Instructions to follow
Repeat the items starting at the line that contains "Place one point on every instance of the small" and ending at the line that contains "Target: red front door", switching "ornamental bush" to "decorative shrub" and leaving everything else unchanged.

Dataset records
--- begin ---
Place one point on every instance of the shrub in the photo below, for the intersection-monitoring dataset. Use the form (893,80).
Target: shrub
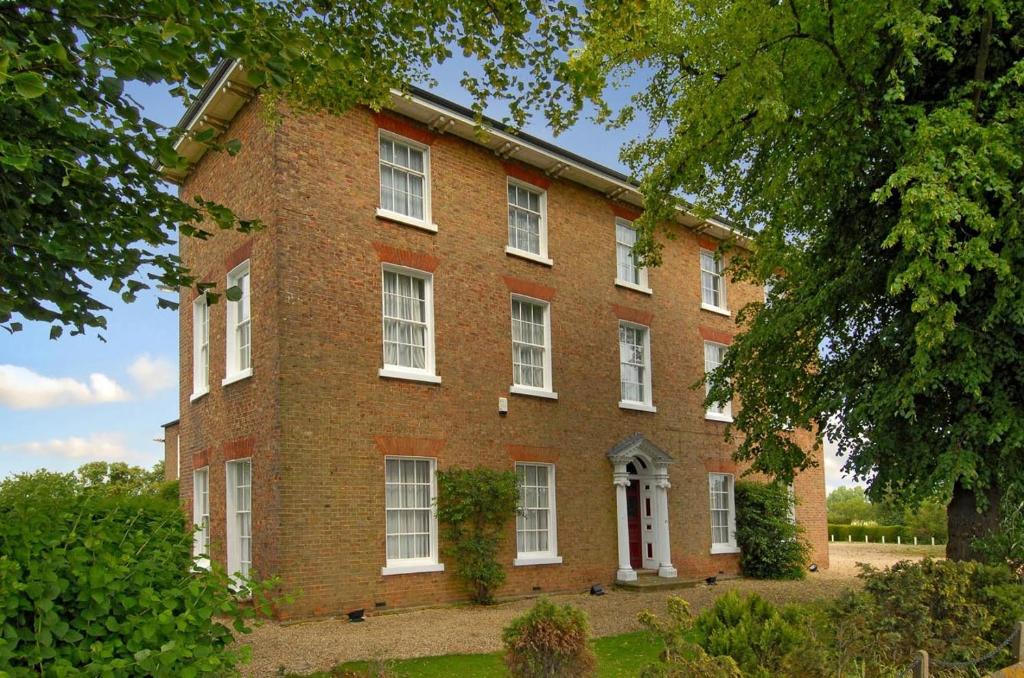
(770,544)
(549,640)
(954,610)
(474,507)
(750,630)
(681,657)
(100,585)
--- end ---
--- begin ---
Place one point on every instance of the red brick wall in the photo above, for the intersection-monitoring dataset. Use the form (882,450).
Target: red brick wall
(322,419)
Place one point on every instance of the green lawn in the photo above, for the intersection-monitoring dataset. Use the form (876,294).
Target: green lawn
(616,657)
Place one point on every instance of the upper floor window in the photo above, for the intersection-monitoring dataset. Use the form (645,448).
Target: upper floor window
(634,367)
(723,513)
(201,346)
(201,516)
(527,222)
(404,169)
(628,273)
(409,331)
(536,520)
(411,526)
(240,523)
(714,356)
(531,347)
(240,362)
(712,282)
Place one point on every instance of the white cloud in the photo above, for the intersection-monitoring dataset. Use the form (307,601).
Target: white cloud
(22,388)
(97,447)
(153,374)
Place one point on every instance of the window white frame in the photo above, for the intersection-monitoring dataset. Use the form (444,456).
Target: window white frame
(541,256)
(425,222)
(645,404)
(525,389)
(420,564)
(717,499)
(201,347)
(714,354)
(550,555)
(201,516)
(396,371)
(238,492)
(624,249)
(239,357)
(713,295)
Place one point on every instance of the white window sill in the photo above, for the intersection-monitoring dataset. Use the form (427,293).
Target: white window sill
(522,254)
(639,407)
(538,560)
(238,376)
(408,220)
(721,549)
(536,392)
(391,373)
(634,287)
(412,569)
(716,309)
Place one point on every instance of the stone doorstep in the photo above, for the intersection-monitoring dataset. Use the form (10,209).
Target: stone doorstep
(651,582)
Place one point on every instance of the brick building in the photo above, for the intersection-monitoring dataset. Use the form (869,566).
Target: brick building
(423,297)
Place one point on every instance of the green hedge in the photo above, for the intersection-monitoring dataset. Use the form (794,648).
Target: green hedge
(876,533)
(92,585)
--- end ---
--- begin ---
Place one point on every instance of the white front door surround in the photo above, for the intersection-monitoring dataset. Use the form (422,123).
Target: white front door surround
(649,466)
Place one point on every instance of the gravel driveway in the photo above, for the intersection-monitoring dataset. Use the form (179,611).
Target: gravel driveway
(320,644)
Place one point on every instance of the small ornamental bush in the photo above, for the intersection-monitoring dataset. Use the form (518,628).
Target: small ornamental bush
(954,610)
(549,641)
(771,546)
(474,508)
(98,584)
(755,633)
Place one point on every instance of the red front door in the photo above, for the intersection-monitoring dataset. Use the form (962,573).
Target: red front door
--- end ---
Solution for this problem
Place one point on every instance of the small decorative shrub in the photo above, for the intersection-monitoring dataset. Use the form (518,628).
Target: small decorative shrub
(954,610)
(549,641)
(771,546)
(474,508)
(98,584)
(755,633)
Place one point on every instance of the red front door in the photo above, for the intersection-monitoring dataset. Use the form (962,573).
Target: red front door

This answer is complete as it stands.